Work instruction: Scan the records for the line containing "Objective: provide one point per instance of the bare". From there through the last line, write out each line exactly.

The input:

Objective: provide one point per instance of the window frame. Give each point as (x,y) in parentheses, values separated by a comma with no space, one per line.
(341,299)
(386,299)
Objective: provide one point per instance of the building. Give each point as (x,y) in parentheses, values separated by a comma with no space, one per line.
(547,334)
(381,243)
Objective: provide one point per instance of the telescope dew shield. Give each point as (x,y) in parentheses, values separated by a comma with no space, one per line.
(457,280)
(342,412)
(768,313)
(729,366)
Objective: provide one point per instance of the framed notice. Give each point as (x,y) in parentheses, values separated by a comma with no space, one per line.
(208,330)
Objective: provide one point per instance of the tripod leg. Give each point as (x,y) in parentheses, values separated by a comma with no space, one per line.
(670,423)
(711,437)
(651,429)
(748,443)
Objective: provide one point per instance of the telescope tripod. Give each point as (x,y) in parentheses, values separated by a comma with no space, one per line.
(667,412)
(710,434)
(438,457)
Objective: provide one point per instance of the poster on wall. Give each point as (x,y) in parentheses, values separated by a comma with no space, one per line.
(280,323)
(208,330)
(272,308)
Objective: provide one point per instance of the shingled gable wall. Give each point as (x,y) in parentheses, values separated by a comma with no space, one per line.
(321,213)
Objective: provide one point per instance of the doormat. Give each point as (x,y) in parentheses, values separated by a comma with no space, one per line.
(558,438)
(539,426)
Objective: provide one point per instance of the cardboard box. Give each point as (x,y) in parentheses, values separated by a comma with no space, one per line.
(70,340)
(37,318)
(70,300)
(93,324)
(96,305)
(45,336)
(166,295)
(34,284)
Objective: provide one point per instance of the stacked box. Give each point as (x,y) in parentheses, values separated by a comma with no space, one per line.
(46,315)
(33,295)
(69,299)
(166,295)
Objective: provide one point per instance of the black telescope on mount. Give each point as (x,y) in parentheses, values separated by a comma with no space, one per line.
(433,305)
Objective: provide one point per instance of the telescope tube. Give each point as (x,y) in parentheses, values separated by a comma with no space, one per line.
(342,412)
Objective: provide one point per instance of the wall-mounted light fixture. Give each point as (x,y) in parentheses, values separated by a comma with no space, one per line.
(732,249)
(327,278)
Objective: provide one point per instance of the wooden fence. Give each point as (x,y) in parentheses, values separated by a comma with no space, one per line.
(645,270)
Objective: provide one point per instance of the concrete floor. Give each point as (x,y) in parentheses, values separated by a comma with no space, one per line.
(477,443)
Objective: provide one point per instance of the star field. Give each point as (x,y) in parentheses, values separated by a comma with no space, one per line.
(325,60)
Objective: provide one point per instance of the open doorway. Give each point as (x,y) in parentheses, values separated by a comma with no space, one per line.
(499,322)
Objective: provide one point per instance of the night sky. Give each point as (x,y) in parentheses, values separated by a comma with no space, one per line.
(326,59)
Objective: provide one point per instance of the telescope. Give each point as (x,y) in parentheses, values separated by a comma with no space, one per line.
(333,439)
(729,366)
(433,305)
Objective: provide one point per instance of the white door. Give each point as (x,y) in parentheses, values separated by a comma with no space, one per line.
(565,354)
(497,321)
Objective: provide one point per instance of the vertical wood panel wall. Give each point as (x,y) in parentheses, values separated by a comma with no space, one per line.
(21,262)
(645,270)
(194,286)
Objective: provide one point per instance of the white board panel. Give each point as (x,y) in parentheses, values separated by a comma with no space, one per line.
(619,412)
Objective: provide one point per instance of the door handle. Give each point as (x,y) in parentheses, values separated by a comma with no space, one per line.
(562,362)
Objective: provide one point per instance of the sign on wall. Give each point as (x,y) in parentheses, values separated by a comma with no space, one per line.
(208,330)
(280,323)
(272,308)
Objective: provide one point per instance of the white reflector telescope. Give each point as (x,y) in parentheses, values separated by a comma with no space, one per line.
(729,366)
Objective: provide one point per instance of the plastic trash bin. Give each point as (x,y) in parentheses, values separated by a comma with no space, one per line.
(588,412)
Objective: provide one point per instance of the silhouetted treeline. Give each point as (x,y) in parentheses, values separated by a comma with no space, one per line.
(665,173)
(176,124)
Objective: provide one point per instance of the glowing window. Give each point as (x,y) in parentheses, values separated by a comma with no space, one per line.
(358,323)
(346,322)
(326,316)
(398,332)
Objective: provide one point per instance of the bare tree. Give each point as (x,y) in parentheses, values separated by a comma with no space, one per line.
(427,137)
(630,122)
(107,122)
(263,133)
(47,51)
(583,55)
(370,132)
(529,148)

Solution below:
Objective: provide one point per instance of the bare tree. Give each point as (x,y) in parentheses, values separated by a comma with no space, one per line.
(427,137)
(630,122)
(107,122)
(263,133)
(47,51)
(583,55)
(370,132)
(529,148)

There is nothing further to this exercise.